## Tugas Anda
• a. Bisakah Anda menuliskan ulang bagian artikel tentang INA dari "JAKARTA - Lembaga" sampai "yang sudah berat." tanpa mengubah satu kata pun?
• b. Bagaimana lanjutan artikel tentang INA setelah kalimat terakhirnya? Tuliskan bagian berikutnya.

***** Teks Latihan *****

Nasional Mondial Ekonomi Megapolitan Olahraga Rona The Alun-Alun Kupas Splash Wisata Perspektif Wawancara Edisi Weekend Foto Video Infografis
Pengelola Investasi

INA Diharapkan Bantu RI Keluar dari "Middle Income Trap"

Foto : Sumber: BKPM – Litbang KJ/and - KJ/ONES
A   A   A   Pengaturan Font

JAKARTA - Lembaga Pengelola Investasi (Sovereign Wealth Fund/SWF) yang baru dibentuk diharapkan bisa membantu Indonesia keluar dari jebakan negara berpendapatan menengah atau middle income trap. Harapan pada lembaga yang kini dikenal dengan Indonesia Investment Authority tersebut (INA) karena keberadaannya bisa menarik investasi asing langsung melalui penyertaan modal tanpa membebani keuangan negara yang sudah berat.

***** Data yang Ditampilkan *****

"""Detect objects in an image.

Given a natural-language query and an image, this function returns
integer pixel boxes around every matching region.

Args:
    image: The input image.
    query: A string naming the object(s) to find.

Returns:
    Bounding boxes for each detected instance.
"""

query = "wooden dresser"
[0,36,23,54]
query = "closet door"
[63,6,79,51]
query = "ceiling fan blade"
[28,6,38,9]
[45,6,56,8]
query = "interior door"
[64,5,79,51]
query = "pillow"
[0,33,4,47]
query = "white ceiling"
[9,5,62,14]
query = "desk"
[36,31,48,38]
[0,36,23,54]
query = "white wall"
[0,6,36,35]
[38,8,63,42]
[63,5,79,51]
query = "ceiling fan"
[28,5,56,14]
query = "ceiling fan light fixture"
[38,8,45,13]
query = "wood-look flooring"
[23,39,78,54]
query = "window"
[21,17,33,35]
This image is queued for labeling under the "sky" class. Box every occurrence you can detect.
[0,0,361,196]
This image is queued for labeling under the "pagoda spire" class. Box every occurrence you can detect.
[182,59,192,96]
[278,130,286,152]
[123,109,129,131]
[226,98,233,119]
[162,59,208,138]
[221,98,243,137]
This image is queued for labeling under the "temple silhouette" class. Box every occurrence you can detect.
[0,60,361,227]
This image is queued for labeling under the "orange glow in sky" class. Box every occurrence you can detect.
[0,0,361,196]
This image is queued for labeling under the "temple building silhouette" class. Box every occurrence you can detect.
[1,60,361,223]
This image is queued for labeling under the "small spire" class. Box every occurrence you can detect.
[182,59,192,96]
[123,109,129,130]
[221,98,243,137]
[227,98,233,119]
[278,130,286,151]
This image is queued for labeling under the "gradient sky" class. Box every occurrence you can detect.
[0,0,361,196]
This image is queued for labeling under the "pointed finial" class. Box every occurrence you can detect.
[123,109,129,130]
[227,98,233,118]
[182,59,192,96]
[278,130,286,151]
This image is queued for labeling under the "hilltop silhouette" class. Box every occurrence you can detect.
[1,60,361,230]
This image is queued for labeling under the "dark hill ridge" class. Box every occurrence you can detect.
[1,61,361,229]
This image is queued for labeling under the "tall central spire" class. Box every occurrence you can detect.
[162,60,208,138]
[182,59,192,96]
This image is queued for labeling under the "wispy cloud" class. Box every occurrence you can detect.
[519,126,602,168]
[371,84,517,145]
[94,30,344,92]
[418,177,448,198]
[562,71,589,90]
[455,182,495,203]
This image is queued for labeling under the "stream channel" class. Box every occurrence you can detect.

*****

## Hasil per Tugas
• a.
JAKARTA - Lembaga Pengelola Investasi (Sovereign Wealth Fund/SWF) yang baru dibentuk diharapkan bisa membantu Indonesia keluar dari jebakan negara berpendapatan menengah atau middle income trap. Harapan pada lembaga yang kini dikenal dengan Indonesia Investment Authority tersebut (INA) karena keberadaannya bisa menarik investasi asing langsung melalui penyertaan modal tanpa membebani keuangan negara yang sudah berat.

• b.
Kepala Makroekonomi dan Direktur Strategi Investasi PT Bahana TCW Investment Management, Budi Hikmat, dalam keterangan tertulisnya di Jakarta, Senin (25/1), mengatakan lembaga yang kini bernama Indonesia Investment Authority (INA) itu sangat vital perannya saat ini untuk menarik investasi sekaligus melanjutkan pembangunan infrastruktur.

Apalagi, dalam laporan Bank Dunia pada 2014 bertajuk Indonesia: Avoiding the Trap, Growing Old Before Growing Rich, sudah diprediksi Indonesia akan terancam terjebak dalam negara berpendapatan menengah kalau rata-rata ekonomi tumbuh di kisaran 6 persen dalam periode 2013- 2030. Sebab, saat itu, mayoritas penduduknya keburu tua sebelum tumbuh jadi kaya.

Agar terhindar dari situasi tersebut, Bank Dunia, kata Budi, saat itu merekomendasikan untuk memperkuat infrastruktur dan sumber daya manusia. Namun, kondisi makin memburuk dengan polemik perang dagang antara Amerika Serikat (AS) dan Tiongkok pada 2019 serta merebaknya pandemi Covid-19 pada Maret 2020.

Upaya mempercepat penyediaan infrastruktur untuk memacu produktivitas dan daya saing, telah memperberat kondisi keuangan perusahaan milik negara (BUMN).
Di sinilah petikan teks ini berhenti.